DESCRIPTION OF THE TASK ▸ Copy each of the following lines character for character, leaving nothing out.
──────── DATA FOR THIS TASK
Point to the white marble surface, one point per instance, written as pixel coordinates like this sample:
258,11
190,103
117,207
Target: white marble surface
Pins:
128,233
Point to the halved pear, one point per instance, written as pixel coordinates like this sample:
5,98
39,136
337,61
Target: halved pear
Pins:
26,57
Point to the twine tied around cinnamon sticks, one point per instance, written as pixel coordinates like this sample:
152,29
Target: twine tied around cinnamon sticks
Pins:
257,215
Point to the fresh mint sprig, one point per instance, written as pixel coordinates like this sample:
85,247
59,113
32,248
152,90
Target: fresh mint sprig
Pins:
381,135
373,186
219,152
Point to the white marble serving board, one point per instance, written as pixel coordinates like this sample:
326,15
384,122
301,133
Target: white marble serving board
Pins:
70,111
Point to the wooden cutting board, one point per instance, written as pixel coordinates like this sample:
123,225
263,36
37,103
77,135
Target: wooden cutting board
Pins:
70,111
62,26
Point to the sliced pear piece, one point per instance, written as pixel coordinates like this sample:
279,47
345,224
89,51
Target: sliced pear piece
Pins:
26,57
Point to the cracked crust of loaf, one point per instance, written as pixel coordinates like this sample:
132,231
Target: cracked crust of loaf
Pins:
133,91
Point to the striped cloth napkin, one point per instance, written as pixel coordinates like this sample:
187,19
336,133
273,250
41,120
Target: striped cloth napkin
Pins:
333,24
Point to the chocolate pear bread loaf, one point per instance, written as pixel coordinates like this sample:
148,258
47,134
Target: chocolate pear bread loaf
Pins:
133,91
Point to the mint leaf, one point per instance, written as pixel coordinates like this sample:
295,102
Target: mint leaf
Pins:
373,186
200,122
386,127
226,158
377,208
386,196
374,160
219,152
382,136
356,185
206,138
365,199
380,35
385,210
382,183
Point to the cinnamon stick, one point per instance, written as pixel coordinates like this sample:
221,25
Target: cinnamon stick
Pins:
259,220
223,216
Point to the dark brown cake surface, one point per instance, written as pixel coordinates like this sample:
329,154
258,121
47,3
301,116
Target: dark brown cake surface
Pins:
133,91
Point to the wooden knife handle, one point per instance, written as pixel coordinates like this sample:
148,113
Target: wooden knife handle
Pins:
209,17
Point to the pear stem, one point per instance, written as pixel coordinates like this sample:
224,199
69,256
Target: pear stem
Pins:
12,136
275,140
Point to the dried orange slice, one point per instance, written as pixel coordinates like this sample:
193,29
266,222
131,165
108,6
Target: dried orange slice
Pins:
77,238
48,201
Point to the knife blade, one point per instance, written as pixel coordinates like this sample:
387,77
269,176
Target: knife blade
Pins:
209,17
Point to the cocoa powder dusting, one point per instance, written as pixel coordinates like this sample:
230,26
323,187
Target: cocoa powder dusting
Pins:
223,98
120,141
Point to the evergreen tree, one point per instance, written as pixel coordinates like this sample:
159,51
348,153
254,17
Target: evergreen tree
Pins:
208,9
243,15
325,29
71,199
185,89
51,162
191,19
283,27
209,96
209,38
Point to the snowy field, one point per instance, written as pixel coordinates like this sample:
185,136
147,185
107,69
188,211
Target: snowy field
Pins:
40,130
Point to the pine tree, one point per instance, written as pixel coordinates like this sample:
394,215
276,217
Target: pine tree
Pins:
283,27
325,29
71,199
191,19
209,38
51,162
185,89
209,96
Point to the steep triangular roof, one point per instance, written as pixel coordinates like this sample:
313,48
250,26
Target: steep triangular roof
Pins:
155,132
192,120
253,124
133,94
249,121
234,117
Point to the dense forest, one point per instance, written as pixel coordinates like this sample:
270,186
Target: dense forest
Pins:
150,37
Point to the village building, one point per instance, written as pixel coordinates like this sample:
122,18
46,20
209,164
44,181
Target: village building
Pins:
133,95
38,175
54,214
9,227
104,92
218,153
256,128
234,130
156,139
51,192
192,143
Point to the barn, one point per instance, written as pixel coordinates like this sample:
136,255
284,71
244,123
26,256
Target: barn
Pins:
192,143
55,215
────────────────
ANSWER TO THIS TASK ▸
Point to the white marble surface, one point per instance, written as pixel coordinates like this sample:
258,11
190,103
117,207
Target: white marble surface
Pins:
128,233
Point to the halved pear, one point per instance, written as pixel coordinates like this sample:
5,98
39,136
337,61
Target: halved pear
Pins:
26,57
Point to the twine tied around cinnamon sticks, one point per instance, written as pixel coordinates like this sample:
152,29
Target: twine tied around cinnamon sticks
Pins:
257,215
Point to the fresh mint sprig, one point per instance, written as pixel coordinates like this sample:
85,247
59,113
32,248
152,90
Target: fresh mint sprig
Pins:
381,135
373,186
219,152
Point to the white marble serving board, one point per instance, written as pixel coordinates like this sample:
326,15
384,122
301,133
Target: white marble serving board
Pins:
70,111
Point to the wooden cutting board, one point per instance, written as pixel coordinates like this sample:
123,225
263,36
37,103
77,135
Target: wooden cutting board
Pins:
70,111
62,26
Point to the sliced pear piece, one point per instance, written as pixel coordinates like this sample:
279,47
345,224
89,51
Target: sliced pear piece
Pins:
26,57
Point to the cracked crust of loaf, one point per instance, written as pixel coordinates like this sample:
132,231
Target: cracked crust of loaf
Pins:
133,91
Point to the striped cloth napkin, one point per instance, written as pixel coordinates like this sample:
187,19
336,133
273,250
41,120
Target: striped cloth napkin
Pins:
333,24
Point to the chocolate pear bread loaf, one point per instance, written as pixel coordinates like this sample:
148,258
47,134
Target: chocolate pear bread loaf
Pins:
133,91
Point to the mint leaf, one point per instance, written as pixel coordinates like this sample:
295,102
Target: mint leaf
Pins:
373,186
200,122
386,127
226,158
377,208
386,196
374,160
219,152
382,136
356,185
206,138
365,199
380,35
385,210
382,183
Point to the cinnamon stick, one point per instance, written as pixel coordinates like this sample:
221,25
Target: cinnamon stick
Pins:
259,220
223,216
Point to the dark brown cake surface, one point per instance, written as pixel coordinates like this sample:
329,154
258,121
47,3
301,116
Target: dark brown cake surface
Pins:
133,91
Point to the wooden knife handle, one point per instance, written as pixel coordinates like this sample:
148,113
Target: wooden knife handle
Pins:
209,17
Point to the pear stem, one point per instance, written as pixel coordinates like this sample:
224,199
69,256
Target: pear stem
Pins:
12,136
275,140
Point to the dried orange slice, one point per instance, written as pixel coordinates like this sample:
193,29
266,222
131,165
108,6
Target: dried orange slice
Pins:
77,238
48,201
Point to the knife blade, one point per instance, written as pixel coordinates like this sample:
387,77
269,176
Target: knife blade
Pins:
209,17
Point to the cocoa powder dusting, one point per instance, written as pixel coordinates like this sample:
230,26
323,187
Target: cocoa powder dusting
Pins:
223,98
120,141
Point to the evergreen tree, one point per instance, written as pixel coordinates like this sample:
159,51
348,153
254,17
Target: evergreen tree
Pins:
208,9
243,15
325,29
71,199
185,89
51,162
191,19
283,27
209,96
209,38
Point to the snowy field, one point per instance, written as pixel coordinates like this sample:
185,136
147,185
107,69
188,211
Target: snowy field
Pins:
40,130
Point to the pine tree, one point per instance, written as pixel coordinates like this sample:
394,215
276,217
Target: pine tree
Pins:
283,27
325,29
71,199
191,19
209,38
51,162
185,89
209,96
Point to the steep triangular roof, one point per instance, written as pixel coordinates like this sample:
313,48
250,26
Target: steep triangular roof
Pins:
155,132
192,120
253,124
133,94
249,121
234,117
Point to the dense forest, one point per instance, written as pixel coordinates like this sample:
270,186
Target: dense forest
Pins:
150,37
Point to the village building, one point per instance, written as pixel coordinates like this sample:
122,18
46,20
209,164
44,181
Target: village building
Pins:
133,95
38,175
54,214
9,227
104,92
218,153
256,128
234,130
156,139
51,192
192,143
Point to the barn, one point per instance, written as pixel coordinates like this sample:
136,255
284,71
244,123
26,256
Target: barn
Pins:
192,143
55,215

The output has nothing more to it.